### [Tarefa solicitada]
Cite, do texto sobre a exoneração da ministra da Educação de Angola, o trecho que vai de “Em tempos, uma” até “Chefe de Estado.”.

### [Texto do documento]
Lisboa - Quando no espaço de (menos de) um ano, um ministério tem três titulares, o problema não está nos nomeados, mas sim no nomeador. Este foi o meu comentário, há dias, no Facebook, ao texto do mano Sousa Jamba desejando boa sorte a Ana Paula Tuavanji Elias que acabava de ser exonerada das funções de ministra da Educação de Angola.

Fonte:  Novo Jornal 

Porque “há sempre uma candeia, dentro da própria desgraça”, como poetiza Manuel Alegre, esperava que o debate se centrasse na instabilidade num ministério que precisa(va) de seguridade (pouco depois do arranque do novo ano lectivo) mais do que qualquer outro, porque trata da base de desenvolvimento de qualquer sociedade: a Educação.


Queria ver debatido o estrutural e não o conjuntural. Ouvir sobre que Educação teremos com tanta instabilidade no ministério reitor?


Infelizmente, a questão da dicção, pronúncia, sotaque da ministra em torno de certas palavras como compromisso e problema acabaram por aparecer junto da opinião pública como a justificação para o seu afastamento do Governo.


Em cinco meses, de Outubro a Março, Ana Paula Tuavanji Elias, que não terá tido tempo para pôr em prática os seus conhecimentos teóricos em matéria de Educação, ficou conhecida e chacoteada por pronunciar “compromissio” em vez de compromisso, sem que os seus algozes se preocupassem em fazer uma correcta avaliação do seu fugaz mandato.


Em tempos, uma ex-ministra angolana contou que durante os oito anos que serviu o país, numa área importante do Governo de José Eduardo Santos, nunca teve uma única reunião a sós com o então Presidente e que soube da sua nomeação pelo noticiário da rádio. Acrescentou, ainda, que eventuais orientações de JES eram-lhe transmitidas por uma auxiliar do director de gabinete do então Chefe de Estado.

Não sei se essa prática se mantém e se Ana Paula Tuavanji teria sido “vítima” desse deplorável comportamento que em nada dignifica o Estado e seus representantes.

O que se percebe é que a exoneração da ex-ministra, como tudo indica, terá ficado a dever-se às pressões de uma certa elite existente na sociedade angolana que se arroga no direito de definir os cânones de quem deve ou não ocupar certas pastas como a da Educação e afins ou ser jornalista/locutor na Rádio e TV. Quem ouve esses midia angolanos facilmente entende os esforços herculanos dos locutores para terem uma dicção lisboeta.

Para essa elite da tugofonia, mais importante do que a preparação técnica, a bagagem científica, a cultura geral do/a nomeado/a, é o seu sotaque, a dicção. Esses, mais do que laterais, são assuntos que traduzem questões de discriminação étnico-raciais que o país precisa de corajosamente discutir, deixando de lado a atitude da avestruz.


Se continuarmos a fingir que o problema não existe, qualquer dia temos a minoria da minoria a impor a todos o seu modus vivendi e continuaremos a ser, como escreveu Agostinho Neto. no poema Adeus à Hora da Largada, “os contratados a queimar a vida nos cafezais, os homens negros ignorantes que devem respeitar o Homem branco e temer o rico”

### [Excerto dos dados]

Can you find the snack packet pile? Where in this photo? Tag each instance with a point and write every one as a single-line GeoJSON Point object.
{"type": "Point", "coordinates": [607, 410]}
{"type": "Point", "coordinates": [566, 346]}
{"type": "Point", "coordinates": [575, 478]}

### [Resposta à tarefa]
Em tempos, uma ex-ministra angolana contou que durante os oito anos que serviu o país, numa área importante do Governo de José Eduardo Santos, nunca teve uma única reunião a sós com o então Presidente e que soube da sua nomeação pelo noticiário da rádio. Acrescentou, ainda, que eventuais orientações de JES eram-lhe transmitidas por uma auxiliar do director de gabinete do então Chefe de Estado.